**TAREFAS A REALIZAR:**
1. Reescreva o trecho do texto sobre o acampamento que começa nas palavras "Exaustos da viagem, arrochamos" e termina depois de "evitar a tragédia.", trocando "macarrão" por "espaguete".
2. De acordo com o texto sobre o acampamento, por que levaram na Kombi a privada de madeira construída pelo avô? Responda em uma a três frases.

**BLOCO DE TEXTO:**
+--
Metemos duas barracas da Mesbla na Kombi do meu pai, junto com a tralha, que incluía uma privada de madeira construída pelo meu avô marceneiro, para que mantivéssemos as comodidades do lar. O acampamento cigano foi erguido no canto de uma João Fernandes ainda selvagem.

Exaustos da viagem, arrochamos a boca de fogão num botijão, a fim de cozinhar o macarrão com Pomarola da janta. Não deu um minuto, o barulho agudo do vazamento resultou num cheiro insuportável de gás. "Vai explodir!", gritou meu tio, enquanto tentava evitar a tragédia.

Passado o susto, engolimos a gororoba, lavando pratos e dentes na espuma da arrebentação. Não lembro o que fizemos com os sacos plásticos das necessidades, ajustados ao trono do meu avô. Temo confessar que os jogamos no mato, como se o mato fosse dar cabo deles.

Eu me lembro, sim, de cair amontoada no quartinho de tela num calor de rachar e de ser acordada por um primo que enchera a cara e acabou vomitando nos pés dos ocupantes da sala do château de náilon.
+--
**LINHAS LISTADAS:**

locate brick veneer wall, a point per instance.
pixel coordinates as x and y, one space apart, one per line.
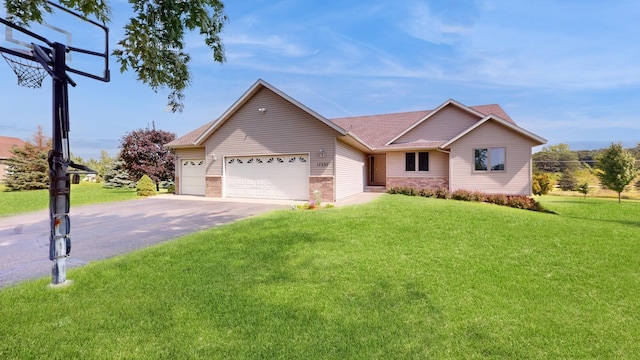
213 186
325 185
418 182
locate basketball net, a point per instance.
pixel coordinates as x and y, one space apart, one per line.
30 73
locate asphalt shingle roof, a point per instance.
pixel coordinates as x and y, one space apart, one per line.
375 130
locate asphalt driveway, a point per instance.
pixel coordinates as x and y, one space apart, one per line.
105 230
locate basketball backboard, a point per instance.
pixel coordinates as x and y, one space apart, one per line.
86 40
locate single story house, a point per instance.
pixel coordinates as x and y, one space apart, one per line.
6 144
268 145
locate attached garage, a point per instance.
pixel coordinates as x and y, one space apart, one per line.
267 176
192 181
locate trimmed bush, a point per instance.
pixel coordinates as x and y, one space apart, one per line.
514 201
442 193
145 186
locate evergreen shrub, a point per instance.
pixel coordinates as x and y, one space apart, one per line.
514 201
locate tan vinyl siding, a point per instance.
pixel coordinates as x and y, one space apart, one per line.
350 170
197 153
443 125
438 165
515 180
283 128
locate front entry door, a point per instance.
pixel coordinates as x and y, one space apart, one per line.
377 170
+--
**RESULTADOS:**
1.
Exaustos da viagem, arrochamos a boca de fogão num botijão, a fim de cozinhar o espaguete com Pomarola da janta. Não deu um minuto, o barulho agudo do vazamento resultou num cheiro insuportável de gás. "Vai explodir!", gritou meu tio, enquanto tentava evitar a tragédia.

2. Levaram a privada de madeira para manter as comodidades do lar durante o acampamento.